Exercise goal:
Return every entry exactly as written.

Extracted data:
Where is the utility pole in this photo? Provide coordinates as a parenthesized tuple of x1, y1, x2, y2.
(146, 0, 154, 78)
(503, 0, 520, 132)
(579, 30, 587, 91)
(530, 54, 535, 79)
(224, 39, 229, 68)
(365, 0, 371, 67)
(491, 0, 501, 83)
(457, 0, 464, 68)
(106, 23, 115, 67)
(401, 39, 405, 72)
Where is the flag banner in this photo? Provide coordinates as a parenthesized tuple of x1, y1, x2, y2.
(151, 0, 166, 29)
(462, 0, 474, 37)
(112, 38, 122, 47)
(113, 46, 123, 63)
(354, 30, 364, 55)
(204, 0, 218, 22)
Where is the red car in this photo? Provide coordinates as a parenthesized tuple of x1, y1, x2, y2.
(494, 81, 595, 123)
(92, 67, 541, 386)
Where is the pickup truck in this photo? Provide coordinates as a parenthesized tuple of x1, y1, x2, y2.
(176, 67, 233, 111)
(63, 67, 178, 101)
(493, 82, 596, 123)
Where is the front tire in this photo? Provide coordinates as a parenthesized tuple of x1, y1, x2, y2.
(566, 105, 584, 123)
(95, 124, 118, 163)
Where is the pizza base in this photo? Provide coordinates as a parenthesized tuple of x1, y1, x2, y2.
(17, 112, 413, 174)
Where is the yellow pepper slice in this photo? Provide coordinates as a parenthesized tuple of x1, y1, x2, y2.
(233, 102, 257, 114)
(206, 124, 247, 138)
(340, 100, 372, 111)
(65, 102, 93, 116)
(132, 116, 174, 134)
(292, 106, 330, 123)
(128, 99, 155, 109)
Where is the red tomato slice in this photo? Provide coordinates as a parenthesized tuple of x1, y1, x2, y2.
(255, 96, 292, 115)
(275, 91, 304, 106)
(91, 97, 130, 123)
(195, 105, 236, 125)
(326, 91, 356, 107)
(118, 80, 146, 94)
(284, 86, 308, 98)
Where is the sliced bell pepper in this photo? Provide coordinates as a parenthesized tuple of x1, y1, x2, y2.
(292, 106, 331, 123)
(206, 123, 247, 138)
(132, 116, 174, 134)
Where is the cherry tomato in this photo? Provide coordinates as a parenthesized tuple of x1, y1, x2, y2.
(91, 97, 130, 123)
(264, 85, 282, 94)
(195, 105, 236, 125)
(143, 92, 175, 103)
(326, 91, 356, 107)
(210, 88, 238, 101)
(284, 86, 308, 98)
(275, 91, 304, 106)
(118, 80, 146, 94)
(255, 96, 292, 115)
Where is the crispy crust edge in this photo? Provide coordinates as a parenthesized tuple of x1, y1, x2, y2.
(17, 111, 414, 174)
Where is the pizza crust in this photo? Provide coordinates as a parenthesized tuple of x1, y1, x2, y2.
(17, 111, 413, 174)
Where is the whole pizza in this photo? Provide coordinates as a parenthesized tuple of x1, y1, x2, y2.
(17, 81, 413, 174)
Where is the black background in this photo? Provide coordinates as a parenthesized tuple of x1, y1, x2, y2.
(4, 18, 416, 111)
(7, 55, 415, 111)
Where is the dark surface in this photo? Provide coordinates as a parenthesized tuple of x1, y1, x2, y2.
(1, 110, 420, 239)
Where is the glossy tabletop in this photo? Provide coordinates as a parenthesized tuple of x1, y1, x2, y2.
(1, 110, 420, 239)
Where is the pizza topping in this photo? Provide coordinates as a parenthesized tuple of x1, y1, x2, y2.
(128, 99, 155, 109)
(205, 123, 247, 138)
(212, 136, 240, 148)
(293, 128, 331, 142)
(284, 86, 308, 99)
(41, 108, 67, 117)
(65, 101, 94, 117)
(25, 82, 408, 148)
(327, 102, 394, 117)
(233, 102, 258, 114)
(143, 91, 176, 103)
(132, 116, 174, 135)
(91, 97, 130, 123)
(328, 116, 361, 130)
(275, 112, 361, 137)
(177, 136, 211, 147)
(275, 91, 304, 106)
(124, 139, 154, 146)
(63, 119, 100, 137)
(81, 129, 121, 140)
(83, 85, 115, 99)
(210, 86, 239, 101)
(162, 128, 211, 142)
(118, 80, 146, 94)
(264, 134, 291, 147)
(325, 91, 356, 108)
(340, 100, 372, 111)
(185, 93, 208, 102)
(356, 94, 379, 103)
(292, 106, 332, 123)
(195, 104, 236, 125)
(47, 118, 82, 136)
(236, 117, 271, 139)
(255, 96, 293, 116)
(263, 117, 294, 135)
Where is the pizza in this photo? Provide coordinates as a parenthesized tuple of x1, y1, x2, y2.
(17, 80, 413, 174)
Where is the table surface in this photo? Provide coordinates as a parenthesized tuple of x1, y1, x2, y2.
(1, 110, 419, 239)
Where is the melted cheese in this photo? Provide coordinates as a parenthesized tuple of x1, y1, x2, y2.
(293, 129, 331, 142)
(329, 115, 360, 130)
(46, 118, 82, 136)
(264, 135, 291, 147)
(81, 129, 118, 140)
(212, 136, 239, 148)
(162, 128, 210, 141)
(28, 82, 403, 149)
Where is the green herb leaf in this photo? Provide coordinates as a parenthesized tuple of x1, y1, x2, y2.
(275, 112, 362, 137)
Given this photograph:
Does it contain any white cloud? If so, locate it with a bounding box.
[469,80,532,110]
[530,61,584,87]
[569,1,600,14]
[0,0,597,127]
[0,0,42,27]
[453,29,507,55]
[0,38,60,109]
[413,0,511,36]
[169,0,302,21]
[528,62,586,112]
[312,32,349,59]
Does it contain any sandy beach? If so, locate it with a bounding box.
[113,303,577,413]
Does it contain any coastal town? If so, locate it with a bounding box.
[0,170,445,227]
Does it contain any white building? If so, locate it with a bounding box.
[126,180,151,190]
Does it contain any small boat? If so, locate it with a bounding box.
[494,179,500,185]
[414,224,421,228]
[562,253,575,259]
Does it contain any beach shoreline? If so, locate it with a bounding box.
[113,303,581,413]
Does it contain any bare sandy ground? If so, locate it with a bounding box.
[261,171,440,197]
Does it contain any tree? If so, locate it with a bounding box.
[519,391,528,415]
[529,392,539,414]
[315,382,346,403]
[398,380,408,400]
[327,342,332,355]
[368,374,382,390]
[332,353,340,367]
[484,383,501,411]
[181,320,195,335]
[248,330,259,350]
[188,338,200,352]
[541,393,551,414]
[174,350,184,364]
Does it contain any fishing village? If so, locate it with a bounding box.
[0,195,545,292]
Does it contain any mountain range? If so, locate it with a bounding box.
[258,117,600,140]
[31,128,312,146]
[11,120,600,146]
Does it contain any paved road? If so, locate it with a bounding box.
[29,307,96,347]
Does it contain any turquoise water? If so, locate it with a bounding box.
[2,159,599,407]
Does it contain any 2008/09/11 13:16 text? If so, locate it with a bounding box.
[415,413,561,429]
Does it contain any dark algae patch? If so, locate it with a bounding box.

Exercise result:
Where is the utility pole in this photo? Provide coordinates as a parenthesized tuple of x1, y1, x2, y2.
(146, 0, 154, 78)
(503, 0, 520, 132)
(579, 30, 587, 91)
(530, 54, 535, 79)
(224, 39, 229, 68)
(365, 0, 371, 67)
(491, 0, 501, 83)
(457, 0, 464, 68)
(106, 23, 115, 67)
(401, 39, 405, 72)
Where is the flag banner in this photo? Provide coordinates as a parenthesized tuple of x1, y1, x2, y2.
(151, 0, 166, 29)
(462, 0, 474, 37)
(112, 38, 122, 47)
(113, 46, 123, 63)
(354, 30, 364, 55)
(204, 0, 218, 22)
Where is the red car in this photo? Provide coordinates as a parenthesized tuple of x1, y1, x2, y2.
(494, 81, 595, 123)
(92, 67, 541, 386)
Where is the pickup truck in this photo? Provide coordinates as a parenthesized tuple of x1, y1, x2, y2.
(176, 67, 233, 111)
(63, 67, 178, 101)
(493, 82, 596, 123)
Where is the front tire in this photo? Provide coordinates as a parenthesized tuple of x1, y1, x2, y2.
(566, 105, 584, 123)
(95, 124, 118, 163)
Where is the pizza base in this photo? Provide coordinates as a parenthesized tuple of x1, y1, x2, y2.
(17, 112, 413, 174)
Where is the yellow pepper slice in this photo? Provide coordinates as a parenthesized tuple of x1, y1, x2, y2.
(233, 102, 257, 114)
(206, 124, 247, 138)
(340, 100, 372, 111)
(65, 102, 93, 116)
(132, 116, 174, 134)
(292, 106, 330, 123)
(128, 99, 155, 109)
Where is the red tomato slice in this photo? Provide coordinates as a parenthesized tuple of x1, y1, x2, y2.
(255, 96, 292, 115)
(275, 91, 304, 106)
(91, 97, 130, 123)
(195, 105, 236, 125)
(326, 91, 356, 107)
(118, 80, 146, 94)
(284, 86, 308, 98)
Where is the sliced bell pepper in this photo? Provide coordinates as a parenthesized tuple of x1, y1, x2, y2.
(292, 106, 331, 123)
(206, 123, 247, 138)
(132, 116, 174, 134)
Where is the cherry tomato in this photo? Provide coordinates as a parenthesized tuple of x1, y1, x2, y2.
(91, 97, 130, 123)
(264, 85, 282, 94)
(195, 105, 236, 125)
(143, 92, 175, 103)
(326, 91, 356, 107)
(210, 88, 238, 101)
(284, 86, 308, 98)
(275, 91, 304, 106)
(118, 80, 146, 94)
(255, 96, 292, 115)
Where is the crispy crust edge in this photo? Provide coordinates as a parenthesized tuple of x1, y1, x2, y2.
(17, 111, 414, 174)
Where is the pizza crust in this photo? Provide coordinates as a parenthesized tuple of x1, y1, x2, y2.
(17, 111, 413, 174)
Where is the whole pizza in this photo? Provide coordinates as a parenthesized tuple of x1, y1, x2, y2.
(17, 81, 413, 174)
Where is the black background in this photo? Provide coordinates as a parenthesized tuple of x1, y1, x2, y2.
(4, 18, 416, 111)
(7, 55, 415, 111)
Where is the dark surface in this photo? Provide coordinates as a parenthesized tuple of x1, y1, x2, y2.
(1, 110, 420, 239)
Where is the glossy tabletop in this photo? Provide coordinates as a parenthesized tuple of x1, y1, x2, y2.
(1, 110, 420, 239)
Where is the pizza topping in this photo? Provide coordinates as a parenthesized tuple of x1, y1, x2, y2.
(128, 99, 155, 109)
(205, 123, 247, 138)
(212, 136, 240, 148)
(293, 128, 331, 142)
(284, 86, 308, 99)
(41, 108, 67, 117)
(65, 101, 94, 117)
(25, 82, 408, 148)
(327, 102, 394, 117)
(233, 102, 258, 114)
(143, 91, 176, 103)
(132, 116, 174, 135)
(91, 97, 130, 123)
(328, 116, 361, 130)
(275, 112, 361, 137)
(177, 136, 211, 147)
(275, 91, 304, 106)
(124, 139, 154, 146)
(63, 119, 100, 137)
(81, 129, 121, 140)
(83, 85, 115, 99)
(210, 86, 239, 101)
(162, 128, 211, 142)
(118, 80, 146, 94)
(264, 134, 291, 147)
(325, 91, 356, 108)
(340, 100, 372, 111)
(185, 93, 208, 102)
(356, 94, 379, 103)
(292, 106, 332, 123)
(195, 104, 236, 125)
(47, 118, 82, 136)
(236, 117, 271, 139)
(255, 96, 293, 116)
(263, 117, 294, 135)
Where is the pizza in this photo? Provide coordinates as a parenthesized tuple of x1, y1, x2, y2.
(17, 80, 413, 174)
Where is the table surface in this photo? Provide coordinates as a parenthesized tuple of x1, y1, x2, y2.
(1, 110, 419, 239)
Where is the melted cheese in this photo? Provide coordinates as a parenthesized tuple of x1, y1, x2, y2.
(293, 129, 331, 142)
(329, 115, 360, 130)
(46, 118, 82, 136)
(264, 135, 291, 147)
(81, 129, 118, 140)
(212, 136, 239, 148)
(162, 128, 210, 141)
(28, 82, 403, 149)
Where is the green herb leaf in this photo? Provide coordinates as a parenthesized tuple of x1, y1, x2, y2.
(275, 112, 362, 137)
Given this photograph:
Does it contain any white cloud? If so, locate it with a bounding box.
[469,80,532,110]
[530,61,584,87]
[569,1,600,14]
[0,0,597,127]
[0,0,42,27]
[453,29,507,55]
[0,38,60,109]
[413,0,511,36]
[169,0,302,21]
[528,62,586,112]
[312,32,349,59]
Does it contain any sandy beach? If so, locate it with a bounding box.
[113,303,577,413]
Does it contain any coastal town? If so, locate it with a bounding box.
[0,170,445,227]
Does it contain any white building? If so, locate it with a bounding box.
[126,180,151,190]
Does it contain any small boat? If so, locate it with a bounding box.
[494,179,500,185]
[414,224,421,228]
[562,253,575,259]
Does it contain any beach shoreline? If so, locate it with a bounding box.
[113,303,581,413]
Does it contain any bare sandy ground? If so, locate it with a bounding box.
[261,171,440,197]
Does it contain any tree? If so, locate it with a bounding box.
[519,391,528,415]
[529,392,539,414]
[315,382,346,403]
[398,380,408,400]
[327,342,332,355]
[368,374,382,390]
[332,353,340,367]
[484,383,501,411]
[181,320,195,335]
[248,330,259,350]
[188,338,200,352]
[541,393,551,414]
[174,350,184,364]
Does it contain any fishing village? If so, locate it with a bounding box.
[0,195,545,292]
Does it contain any mountain range? If so, locate it with a bounding box.
[258,117,600,140]
[31,128,312,146]
[11,120,600,146]
Does it contain any paved road? If so, locate it with a bounding box.
[29,307,96,347]
Does it contain any turquoise water? If so, locate it with a bounding box.
[2,159,599,407]
Does it contain any 2008/09/11 13:16 text? If so, locate it with a bounding box.
[415,413,561,429]
Does it contain any dark algae patch? If so, locate it with a bounding box.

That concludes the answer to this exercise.